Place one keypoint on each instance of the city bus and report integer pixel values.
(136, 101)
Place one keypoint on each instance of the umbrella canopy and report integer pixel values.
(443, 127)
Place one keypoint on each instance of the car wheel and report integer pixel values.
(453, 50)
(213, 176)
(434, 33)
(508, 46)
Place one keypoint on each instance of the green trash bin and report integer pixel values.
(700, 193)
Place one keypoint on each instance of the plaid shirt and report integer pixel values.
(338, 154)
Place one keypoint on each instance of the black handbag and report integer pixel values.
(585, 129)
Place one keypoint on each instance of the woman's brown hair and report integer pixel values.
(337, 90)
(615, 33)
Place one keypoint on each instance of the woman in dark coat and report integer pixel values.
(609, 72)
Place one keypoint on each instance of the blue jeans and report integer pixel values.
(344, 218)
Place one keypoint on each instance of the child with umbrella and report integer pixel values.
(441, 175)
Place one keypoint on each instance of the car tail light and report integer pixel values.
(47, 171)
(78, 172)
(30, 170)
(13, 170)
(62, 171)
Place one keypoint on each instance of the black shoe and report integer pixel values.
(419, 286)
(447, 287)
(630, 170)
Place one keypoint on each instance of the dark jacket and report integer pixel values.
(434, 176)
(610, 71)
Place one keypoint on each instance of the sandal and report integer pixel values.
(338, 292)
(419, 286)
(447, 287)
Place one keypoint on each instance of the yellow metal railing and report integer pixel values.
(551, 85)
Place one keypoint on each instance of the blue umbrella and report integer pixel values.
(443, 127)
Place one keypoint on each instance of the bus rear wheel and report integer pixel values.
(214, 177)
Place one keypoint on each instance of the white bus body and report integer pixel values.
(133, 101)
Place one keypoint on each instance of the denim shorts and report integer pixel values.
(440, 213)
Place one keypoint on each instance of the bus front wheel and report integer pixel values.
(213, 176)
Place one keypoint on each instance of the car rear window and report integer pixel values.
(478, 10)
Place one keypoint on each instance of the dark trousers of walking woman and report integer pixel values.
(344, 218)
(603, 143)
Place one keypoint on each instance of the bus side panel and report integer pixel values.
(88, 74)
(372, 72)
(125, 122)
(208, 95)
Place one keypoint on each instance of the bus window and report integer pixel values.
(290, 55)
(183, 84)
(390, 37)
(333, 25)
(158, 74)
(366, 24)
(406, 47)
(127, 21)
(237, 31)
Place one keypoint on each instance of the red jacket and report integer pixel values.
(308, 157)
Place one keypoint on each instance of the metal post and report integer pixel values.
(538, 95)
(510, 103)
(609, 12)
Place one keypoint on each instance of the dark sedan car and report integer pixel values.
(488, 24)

● Exercise description:
Transcribe the entries exactly, and make each line match the original.

● Response area:
Place one keypoint on each instance of the city bus and report integer pixel values.
(136, 101)
Place one keypoint on each instance of the umbrella canopy and report integer pixel values.
(443, 127)
Place one keypoint on each instance of the car wheel and report integer pixel values.
(453, 50)
(213, 176)
(434, 33)
(508, 46)
Place one keypoint on each instance of the green trash bin and report integer pixel values.
(700, 193)
Place one keypoint on each instance of the plaid shirt and report integer pixel values.
(338, 154)
Place one keypoint on each instance of the black handbag and report integer pixel values.
(585, 129)
Place one keypoint on each instance of the woman's brown hair and report integer pixel values.
(337, 90)
(615, 33)
Place one keypoint on each instance of the woman in dark coat and report integer pixel values.
(609, 72)
Place one keypoint on each instance of the blue jeans and report integer pixel values.
(344, 218)
Place one keypoint on each instance of the child with umbrella and report integer pixel values.
(441, 175)
Place one keypoint on each instance of the car tail light and report integer pixel values.
(47, 171)
(78, 172)
(30, 170)
(13, 170)
(62, 171)
Place one keypoint on each instance of the black shoe and report integer pixel values.
(419, 286)
(447, 287)
(630, 170)
Place one keypoint on each instance of the dark jacket and report integer pixel values.
(434, 176)
(610, 71)
Place one keypoint on each instance of the sandal and report integer pixel values.
(338, 292)
(419, 286)
(447, 287)
Place one keypoint on each instance of the yellow metal railing and report integer pixel values.
(551, 85)
Place one keypoint on each instance of the blue umbrella and report integer pixel values.
(443, 127)
Place one keypoint on each instance of the bus rear wheel and report integer pixel values.
(214, 177)
Place one keypoint on each instance of the white bus body and report integer pixel values.
(133, 101)
Place one keypoint on each instance of the denim shorts and report integer pixel values.
(440, 213)
Place one keypoint on each instance of the bus front wheel and report integer pixel values.
(213, 176)
Place one keypoint on each instance of the car rear window and report integer pixel values.
(478, 10)
Place one keypoint on each instance of the dark trousers of walking woman and report integer pixel values.
(344, 218)
(603, 143)
Place one keypoint on each instance of the bus side panel and report integer pixel values.
(88, 74)
(372, 72)
(125, 122)
(208, 95)
Place one keypoint on each instance of the bus window and report integer pixel values.
(290, 55)
(183, 84)
(390, 37)
(333, 25)
(158, 74)
(366, 24)
(406, 47)
(127, 21)
(237, 31)
Place one keypoint on each instance of the red jacket and report integer pixel values.
(308, 157)
Place one keypoint on each instance of the metal post and report integer pixel values.
(538, 95)
(510, 103)
(609, 12)
Place one keypoint on each instance of the dark sedan car and report integer pixel values.
(488, 24)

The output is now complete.